▶ **Text under study**:
Vikings used to say that heaven would be a place where you
could battle all day without dying… they loved to fight and hated to die…
For the most part there are very few clues about heaven –
and most of what we have imagined is wishful thinking… the clues we do have are
mostly about feelings – that it will be a place where there is no more crying,
no more pain.
The other interesting thing is the location – Jesus was
always convinced we could create heaven on earth… he said things like “the
Kingdom of God is among you” and kept trying to teach by example how we might
help make the earth what God intended.
I don’t know, human nature being what it is, I think that
perhaps we feel it would be easier to “go to” heaven than to “create” heaven.
But I also think the Bible is quite clear that the dividing line is not so easy
as we would like to believe.
Remember, when God created the world, it was supposed to be
perfect. We may have messed it up a bit as we have gone along – it is getting a
little old now. But that does not mean there is not a chance for renovation.

▶ **Exercise objective**: In the passage about heaven, what did Vikings say heaven would be?

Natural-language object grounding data

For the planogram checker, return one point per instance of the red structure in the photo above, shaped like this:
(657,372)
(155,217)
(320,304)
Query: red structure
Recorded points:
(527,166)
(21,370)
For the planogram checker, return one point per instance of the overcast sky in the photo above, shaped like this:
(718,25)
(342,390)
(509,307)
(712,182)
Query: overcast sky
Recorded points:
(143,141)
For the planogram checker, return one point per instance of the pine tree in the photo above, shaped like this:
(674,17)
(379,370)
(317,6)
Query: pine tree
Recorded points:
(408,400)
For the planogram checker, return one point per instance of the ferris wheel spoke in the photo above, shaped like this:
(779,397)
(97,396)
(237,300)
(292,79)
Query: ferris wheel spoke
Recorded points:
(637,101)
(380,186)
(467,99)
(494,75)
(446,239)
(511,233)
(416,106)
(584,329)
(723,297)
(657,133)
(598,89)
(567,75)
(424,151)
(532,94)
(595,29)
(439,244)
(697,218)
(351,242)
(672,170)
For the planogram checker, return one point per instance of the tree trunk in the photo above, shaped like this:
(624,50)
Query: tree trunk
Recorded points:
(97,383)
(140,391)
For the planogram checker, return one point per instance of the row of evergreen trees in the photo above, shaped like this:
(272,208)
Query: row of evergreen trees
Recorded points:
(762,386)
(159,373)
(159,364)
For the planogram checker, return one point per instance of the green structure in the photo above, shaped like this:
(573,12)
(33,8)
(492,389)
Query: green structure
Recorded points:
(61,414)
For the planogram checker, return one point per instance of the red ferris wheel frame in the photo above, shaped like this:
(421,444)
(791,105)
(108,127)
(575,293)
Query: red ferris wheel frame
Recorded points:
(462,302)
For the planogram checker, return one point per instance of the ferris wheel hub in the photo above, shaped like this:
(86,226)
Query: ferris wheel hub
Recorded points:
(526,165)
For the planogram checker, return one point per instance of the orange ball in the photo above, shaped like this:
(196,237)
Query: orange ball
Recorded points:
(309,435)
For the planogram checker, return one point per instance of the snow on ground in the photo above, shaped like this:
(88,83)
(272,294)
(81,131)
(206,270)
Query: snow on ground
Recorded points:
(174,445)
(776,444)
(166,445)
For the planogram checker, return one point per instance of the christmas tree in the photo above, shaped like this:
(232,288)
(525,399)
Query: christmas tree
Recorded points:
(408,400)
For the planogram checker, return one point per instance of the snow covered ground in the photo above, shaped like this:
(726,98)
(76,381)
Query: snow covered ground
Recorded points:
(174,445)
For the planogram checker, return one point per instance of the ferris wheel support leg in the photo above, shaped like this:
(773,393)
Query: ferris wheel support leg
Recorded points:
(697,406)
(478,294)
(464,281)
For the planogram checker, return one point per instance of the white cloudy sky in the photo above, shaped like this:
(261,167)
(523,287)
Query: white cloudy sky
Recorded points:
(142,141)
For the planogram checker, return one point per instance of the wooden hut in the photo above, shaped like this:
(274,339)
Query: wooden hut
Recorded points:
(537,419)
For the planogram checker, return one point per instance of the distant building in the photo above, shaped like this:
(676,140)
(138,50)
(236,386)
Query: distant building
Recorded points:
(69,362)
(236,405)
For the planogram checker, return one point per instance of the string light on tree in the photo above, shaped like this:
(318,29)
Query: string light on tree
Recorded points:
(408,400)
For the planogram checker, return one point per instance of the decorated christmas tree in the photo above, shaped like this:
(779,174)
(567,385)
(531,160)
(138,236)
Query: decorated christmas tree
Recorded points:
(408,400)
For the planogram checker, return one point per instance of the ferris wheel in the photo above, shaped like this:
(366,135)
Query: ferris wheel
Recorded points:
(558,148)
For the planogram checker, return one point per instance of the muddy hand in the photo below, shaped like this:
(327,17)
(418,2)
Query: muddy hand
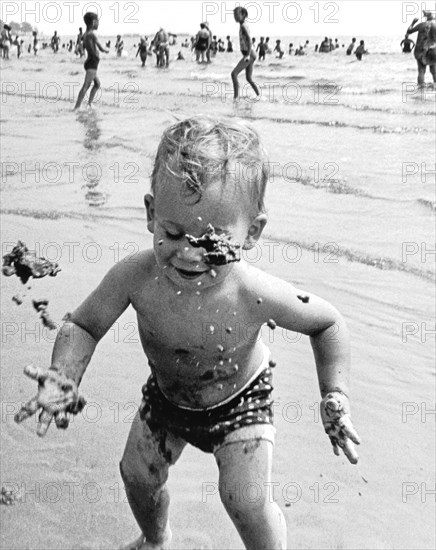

▶ **Output**: A place where you could battle all day without dying.